[REQUIREMENT] Reproduce every entry in the listing without alteration.

[INFORMATION]
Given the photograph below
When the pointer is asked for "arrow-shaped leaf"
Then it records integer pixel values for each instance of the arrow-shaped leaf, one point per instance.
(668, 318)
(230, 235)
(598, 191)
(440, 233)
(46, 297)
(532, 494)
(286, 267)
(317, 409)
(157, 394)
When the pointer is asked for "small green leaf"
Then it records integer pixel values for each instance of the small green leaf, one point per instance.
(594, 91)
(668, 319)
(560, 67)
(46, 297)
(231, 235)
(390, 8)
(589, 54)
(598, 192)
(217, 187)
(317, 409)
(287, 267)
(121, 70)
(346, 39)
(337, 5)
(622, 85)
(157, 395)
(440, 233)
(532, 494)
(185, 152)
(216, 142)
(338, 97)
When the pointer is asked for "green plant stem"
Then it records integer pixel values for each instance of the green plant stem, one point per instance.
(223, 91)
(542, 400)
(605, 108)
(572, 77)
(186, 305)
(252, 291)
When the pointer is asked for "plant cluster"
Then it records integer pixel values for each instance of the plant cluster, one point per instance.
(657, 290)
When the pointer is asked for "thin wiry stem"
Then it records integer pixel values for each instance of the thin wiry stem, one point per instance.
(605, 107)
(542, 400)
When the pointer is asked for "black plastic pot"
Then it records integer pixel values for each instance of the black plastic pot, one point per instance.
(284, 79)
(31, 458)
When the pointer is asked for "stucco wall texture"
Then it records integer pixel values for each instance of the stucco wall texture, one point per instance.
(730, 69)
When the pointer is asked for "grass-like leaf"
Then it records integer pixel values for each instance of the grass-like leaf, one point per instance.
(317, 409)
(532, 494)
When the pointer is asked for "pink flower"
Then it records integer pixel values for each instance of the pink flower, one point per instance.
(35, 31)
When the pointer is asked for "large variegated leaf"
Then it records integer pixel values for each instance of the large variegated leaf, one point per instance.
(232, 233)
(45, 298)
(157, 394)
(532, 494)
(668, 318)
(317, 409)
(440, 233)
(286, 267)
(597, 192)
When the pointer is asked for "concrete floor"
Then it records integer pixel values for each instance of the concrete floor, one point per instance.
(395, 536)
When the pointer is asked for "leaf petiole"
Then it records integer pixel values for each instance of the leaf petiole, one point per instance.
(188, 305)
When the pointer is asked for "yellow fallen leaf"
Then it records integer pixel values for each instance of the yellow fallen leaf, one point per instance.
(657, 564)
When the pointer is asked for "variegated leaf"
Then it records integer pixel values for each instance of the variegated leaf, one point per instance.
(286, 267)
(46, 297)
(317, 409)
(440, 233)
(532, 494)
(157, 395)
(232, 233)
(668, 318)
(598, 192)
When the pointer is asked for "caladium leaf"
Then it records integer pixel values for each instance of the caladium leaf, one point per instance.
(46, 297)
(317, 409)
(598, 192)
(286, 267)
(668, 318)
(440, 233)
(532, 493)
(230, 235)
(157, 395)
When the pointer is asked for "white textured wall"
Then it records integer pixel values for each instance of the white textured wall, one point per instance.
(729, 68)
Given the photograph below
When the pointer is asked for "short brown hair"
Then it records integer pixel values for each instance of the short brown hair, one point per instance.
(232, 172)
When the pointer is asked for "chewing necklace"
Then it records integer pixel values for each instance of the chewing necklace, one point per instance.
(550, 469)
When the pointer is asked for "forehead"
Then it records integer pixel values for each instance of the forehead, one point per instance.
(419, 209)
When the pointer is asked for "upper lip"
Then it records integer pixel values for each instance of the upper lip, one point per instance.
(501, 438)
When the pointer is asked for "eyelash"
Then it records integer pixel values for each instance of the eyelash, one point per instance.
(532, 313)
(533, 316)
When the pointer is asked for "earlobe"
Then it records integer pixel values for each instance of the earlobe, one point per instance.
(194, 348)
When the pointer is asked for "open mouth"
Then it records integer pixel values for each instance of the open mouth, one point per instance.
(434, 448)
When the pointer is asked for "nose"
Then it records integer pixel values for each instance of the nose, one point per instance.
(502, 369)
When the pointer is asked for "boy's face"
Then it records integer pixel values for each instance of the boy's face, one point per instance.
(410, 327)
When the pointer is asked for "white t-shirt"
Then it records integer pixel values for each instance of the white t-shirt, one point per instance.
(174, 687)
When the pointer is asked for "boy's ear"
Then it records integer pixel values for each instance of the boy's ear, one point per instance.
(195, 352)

[COMPLETED TASK]
Given the photograph below
When the pointer is asked for "arrow-shaped leaf"
Then it records integer pixel values for each instance of the arrow-shaped leaf, one point per instance.
(668, 318)
(230, 235)
(598, 191)
(440, 233)
(46, 297)
(532, 494)
(286, 267)
(317, 409)
(157, 394)
When the pointer is asked for "small green leaf"
Then it records integer pixel values for each instance of the small green leaf, one point per instance.
(594, 91)
(668, 319)
(560, 67)
(46, 297)
(231, 235)
(390, 8)
(589, 54)
(598, 192)
(217, 187)
(317, 409)
(287, 267)
(121, 70)
(346, 39)
(337, 5)
(622, 85)
(157, 395)
(440, 233)
(532, 494)
(185, 152)
(216, 142)
(338, 97)
When the pointer is asked for "green plant stem"
Then it records integer pixel values for each instance of the green plant stem, one point per instance.
(223, 91)
(542, 400)
(605, 108)
(572, 77)
(186, 305)
(252, 291)
When the pointer is asked for "plant cluster"
Then it records integer pixel values for each instance of the plant cluster, one point per instance.
(657, 290)
When the pointer is asked for "thin wiry stem"
Then it records integer pixel values for each instance of the thin wiry stem, one point per instance.
(605, 107)
(542, 400)
When the pointer is asked for "black plastic pot"
Then it records integer pixel values for each instance of the black plastic pot, one point per instance.
(284, 79)
(31, 458)
When the pointer is asked for "stucco wall texture"
Then it records integer pixel values for each instance of the stucco wall texture, one point per instance.
(730, 69)
When the pointer is asked for "grass-like leaf"
Then it records integer pixel values for each instance of the grass-like leaf, one point per instance.
(317, 409)
(532, 494)
When the pointer is asked for "pink flower"
Then it records integer pixel values for each instance of the pink flower, one point per instance.
(35, 31)
When the pointer is asked for "large variegated leaf"
Then it records integer pixel values for each instance of the large variegated leaf, one point per instance.
(232, 233)
(45, 298)
(157, 394)
(532, 494)
(668, 318)
(317, 409)
(440, 233)
(286, 267)
(597, 192)
When the pointer is asked for "concrete floor"
Then it records integer pixel values for each instance of the concrete floor, one point per instance.
(395, 536)
When the pointer is asked for "leaf petiole"
Then it records integer pixel values for each instance of the leaf petiole, one point per instance.
(188, 305)
When the pointer is asked for "yellow fallen leaf"
Then it records integer pixel values for each instance of the yellow fallen leaf, one point per instance.
(657, 564)
When the pointer is asked for "variegated leaf"
Then it records integer pixel values for each instance of the variegated leaf, one point per instance.
(286, 267)
(46, 297)
(317, 409)
(440, 233)
(532, 494)
(157, 395)
(232, 233)
(668, 318)
(598, 192)
When the pointer is asked for "caladium leaf"
Then it records integer pixel values for each instance of the caladium leaf, one point per instance.
(46, 297)
(317, 409)
(598, 192)
(286, 267)
(668, 318)
(440, 233)
(532, 493)
(230, 235)
(157, 395)
When the pointer is asked for "white textured wall"
Then it records integer pixel values for each instance of the white textured wall, one point per instance.
(729, 68)
Given the photograph below
When the pointer is asked for "short brown hair"
Then it records integer pixel values for each instance of the short brown hair, one point per instance.
(232, 172)
When the pointer is asked for "chewing necklace"
Then it records integer pixel values for each instance of the chewing necklace, one point per instance.
(550, 469)
When the pointer is asked for "forehead"
Then it records integer pixel values for each instance of the forehead, one point per instance.
(419, 209)
When the pointer is asked for "upper lip"
Then it records integer pixel values for each instance of the upper lip, one point per instance.
(501, 438)
When the pointer is asked for "eyelash"
Then it records integer pixel values for each instance of the eyelash, one point per instance.
(532, 313)
(533, 316)
When the pointer is asked for "earlobe"
Then it records integer pixel values for each instance of the earlobe, one point per instance.
(194, 348)
When the pointer is asked for "open mouth"
Then it records integer pixel values for each instance of the open mouth, one point per instance.
(434, 448)
When the pointer is asked for "nose"
Then it records integer pixel values for each instance of the nose, one point per instance.
(502, 369)
When the pointer is asked for "boy's face"
Then it records integer pixel values for each instance of the boy's face, one point per instance.
(410, 327)
When the pointer is asked for "white t-shirt"
Then it records integer pixel values for each instance of the white t-shirt, one point per instance.
(174, 687)
When the pointer is asked for "boy's ear"
Then it records integer pixel values for each instance of the boy's ear, one point per instance.
(195, 352)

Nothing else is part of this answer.